(begin)

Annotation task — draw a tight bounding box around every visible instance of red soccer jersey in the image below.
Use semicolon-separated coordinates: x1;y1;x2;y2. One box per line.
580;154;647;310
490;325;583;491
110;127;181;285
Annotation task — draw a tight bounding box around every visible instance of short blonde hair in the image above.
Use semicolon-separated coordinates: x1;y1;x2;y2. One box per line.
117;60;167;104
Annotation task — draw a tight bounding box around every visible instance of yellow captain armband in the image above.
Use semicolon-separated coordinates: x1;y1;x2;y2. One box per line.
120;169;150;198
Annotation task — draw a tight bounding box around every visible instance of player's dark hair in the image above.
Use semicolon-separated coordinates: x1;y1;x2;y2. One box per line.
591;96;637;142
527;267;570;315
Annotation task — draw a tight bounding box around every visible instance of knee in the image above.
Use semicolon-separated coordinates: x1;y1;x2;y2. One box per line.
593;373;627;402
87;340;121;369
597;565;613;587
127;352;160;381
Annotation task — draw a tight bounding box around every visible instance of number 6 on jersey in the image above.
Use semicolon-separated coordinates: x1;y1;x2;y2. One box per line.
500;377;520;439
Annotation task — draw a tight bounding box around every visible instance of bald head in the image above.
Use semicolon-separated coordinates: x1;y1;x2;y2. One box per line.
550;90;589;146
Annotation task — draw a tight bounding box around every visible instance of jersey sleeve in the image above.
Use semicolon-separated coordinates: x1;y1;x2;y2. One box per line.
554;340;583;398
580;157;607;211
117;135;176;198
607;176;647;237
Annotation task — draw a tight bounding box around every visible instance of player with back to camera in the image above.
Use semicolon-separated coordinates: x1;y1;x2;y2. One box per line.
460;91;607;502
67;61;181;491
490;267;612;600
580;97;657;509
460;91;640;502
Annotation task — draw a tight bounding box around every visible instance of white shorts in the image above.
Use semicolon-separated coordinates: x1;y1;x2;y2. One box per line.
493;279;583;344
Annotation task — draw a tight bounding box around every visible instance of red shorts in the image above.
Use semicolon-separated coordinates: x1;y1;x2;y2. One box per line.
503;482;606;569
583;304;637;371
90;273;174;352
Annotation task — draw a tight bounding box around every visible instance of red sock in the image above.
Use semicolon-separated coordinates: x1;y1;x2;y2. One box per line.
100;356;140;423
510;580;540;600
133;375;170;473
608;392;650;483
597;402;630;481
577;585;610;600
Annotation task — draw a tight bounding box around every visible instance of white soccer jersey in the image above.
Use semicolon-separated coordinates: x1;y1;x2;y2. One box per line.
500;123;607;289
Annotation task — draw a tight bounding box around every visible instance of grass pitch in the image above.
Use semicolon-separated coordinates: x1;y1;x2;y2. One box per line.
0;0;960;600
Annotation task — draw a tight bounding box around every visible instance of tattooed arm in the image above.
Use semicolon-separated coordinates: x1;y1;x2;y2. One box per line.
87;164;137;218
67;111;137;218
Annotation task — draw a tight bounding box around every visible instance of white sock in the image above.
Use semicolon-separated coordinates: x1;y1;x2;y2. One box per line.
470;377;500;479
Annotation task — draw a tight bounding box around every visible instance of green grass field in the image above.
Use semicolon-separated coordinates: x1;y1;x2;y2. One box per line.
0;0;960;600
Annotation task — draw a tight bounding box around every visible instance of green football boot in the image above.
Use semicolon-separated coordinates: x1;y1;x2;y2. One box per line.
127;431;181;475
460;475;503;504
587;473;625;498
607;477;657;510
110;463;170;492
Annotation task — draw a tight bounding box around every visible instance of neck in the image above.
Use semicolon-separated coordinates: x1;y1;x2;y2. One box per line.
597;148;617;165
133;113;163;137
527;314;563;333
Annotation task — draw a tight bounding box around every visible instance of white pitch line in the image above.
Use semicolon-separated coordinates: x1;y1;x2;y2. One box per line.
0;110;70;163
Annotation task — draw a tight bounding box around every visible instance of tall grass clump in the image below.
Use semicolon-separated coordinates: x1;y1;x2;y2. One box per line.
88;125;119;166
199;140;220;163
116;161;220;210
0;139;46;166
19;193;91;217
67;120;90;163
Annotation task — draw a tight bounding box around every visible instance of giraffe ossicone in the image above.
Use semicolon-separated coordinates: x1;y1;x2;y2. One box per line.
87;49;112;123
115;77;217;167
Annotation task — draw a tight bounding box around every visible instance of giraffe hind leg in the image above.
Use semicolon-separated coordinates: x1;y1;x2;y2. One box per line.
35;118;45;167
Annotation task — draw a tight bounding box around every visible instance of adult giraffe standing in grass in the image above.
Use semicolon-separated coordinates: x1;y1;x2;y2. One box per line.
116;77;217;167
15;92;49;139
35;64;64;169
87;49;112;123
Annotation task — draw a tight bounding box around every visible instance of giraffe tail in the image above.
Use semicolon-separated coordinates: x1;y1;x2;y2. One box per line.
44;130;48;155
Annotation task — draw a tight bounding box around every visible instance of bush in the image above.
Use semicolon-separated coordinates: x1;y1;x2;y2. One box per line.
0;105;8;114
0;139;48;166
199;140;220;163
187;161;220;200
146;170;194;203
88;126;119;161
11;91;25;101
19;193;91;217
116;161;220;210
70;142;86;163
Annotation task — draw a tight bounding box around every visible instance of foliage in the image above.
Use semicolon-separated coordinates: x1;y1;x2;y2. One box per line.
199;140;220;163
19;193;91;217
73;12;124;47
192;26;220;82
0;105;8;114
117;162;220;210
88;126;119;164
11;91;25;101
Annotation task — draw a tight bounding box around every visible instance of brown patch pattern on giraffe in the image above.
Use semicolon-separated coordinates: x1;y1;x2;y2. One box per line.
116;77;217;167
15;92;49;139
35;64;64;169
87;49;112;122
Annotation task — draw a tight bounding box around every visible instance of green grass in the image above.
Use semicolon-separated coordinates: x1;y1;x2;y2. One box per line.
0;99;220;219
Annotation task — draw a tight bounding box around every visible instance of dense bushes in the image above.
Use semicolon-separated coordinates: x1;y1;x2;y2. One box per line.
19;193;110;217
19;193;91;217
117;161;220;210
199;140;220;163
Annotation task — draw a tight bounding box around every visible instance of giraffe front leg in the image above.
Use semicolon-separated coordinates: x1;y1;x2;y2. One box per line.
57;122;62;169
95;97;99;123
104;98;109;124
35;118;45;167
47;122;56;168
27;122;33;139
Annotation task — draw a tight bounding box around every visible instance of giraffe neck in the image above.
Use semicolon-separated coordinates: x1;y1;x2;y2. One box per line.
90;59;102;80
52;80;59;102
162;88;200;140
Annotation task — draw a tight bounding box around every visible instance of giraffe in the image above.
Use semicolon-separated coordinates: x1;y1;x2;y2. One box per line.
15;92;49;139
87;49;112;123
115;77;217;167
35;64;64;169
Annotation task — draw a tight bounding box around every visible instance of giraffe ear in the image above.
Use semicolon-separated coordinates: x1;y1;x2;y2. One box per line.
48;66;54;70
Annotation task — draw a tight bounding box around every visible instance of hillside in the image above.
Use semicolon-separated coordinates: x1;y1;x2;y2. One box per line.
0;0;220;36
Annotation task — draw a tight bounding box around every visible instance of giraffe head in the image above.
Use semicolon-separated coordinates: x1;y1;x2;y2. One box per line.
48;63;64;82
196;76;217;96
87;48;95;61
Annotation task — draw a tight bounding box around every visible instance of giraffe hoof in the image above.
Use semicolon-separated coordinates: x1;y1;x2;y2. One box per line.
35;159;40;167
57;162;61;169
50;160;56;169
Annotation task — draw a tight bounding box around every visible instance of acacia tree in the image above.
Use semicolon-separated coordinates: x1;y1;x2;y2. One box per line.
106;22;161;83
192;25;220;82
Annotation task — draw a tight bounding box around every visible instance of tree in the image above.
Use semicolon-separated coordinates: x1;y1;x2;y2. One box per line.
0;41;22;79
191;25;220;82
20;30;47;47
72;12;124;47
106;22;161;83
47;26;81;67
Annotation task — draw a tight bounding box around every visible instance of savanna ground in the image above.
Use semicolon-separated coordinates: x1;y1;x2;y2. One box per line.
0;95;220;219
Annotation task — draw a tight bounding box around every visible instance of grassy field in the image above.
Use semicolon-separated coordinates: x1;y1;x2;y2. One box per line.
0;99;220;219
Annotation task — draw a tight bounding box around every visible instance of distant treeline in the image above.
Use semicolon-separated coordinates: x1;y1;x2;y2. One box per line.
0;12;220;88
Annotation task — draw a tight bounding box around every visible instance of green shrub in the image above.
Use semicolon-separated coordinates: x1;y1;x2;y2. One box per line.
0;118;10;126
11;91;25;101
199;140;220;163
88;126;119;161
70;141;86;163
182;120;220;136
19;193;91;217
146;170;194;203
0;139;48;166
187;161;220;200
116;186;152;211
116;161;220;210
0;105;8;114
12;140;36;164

(end)

* **WHAT THE EXERCISE ASKS**
Render the material above, from the line with "ear in the image above." to the line with "48;66;54;70", as a two-column CSV with the headers input and output. Put the instruction wording in a quoted input field and its coordinates in a quoted output field, with line breaks turned into spaces.

* **ANSWER BELOW**
input,output
"Annotation task — draw a tight bounding box around every visible instance of giraffe ear in the image above. Use semicolon-separated coordinates: x1;y1;x2;y2. One box per line.","48;66;54;70"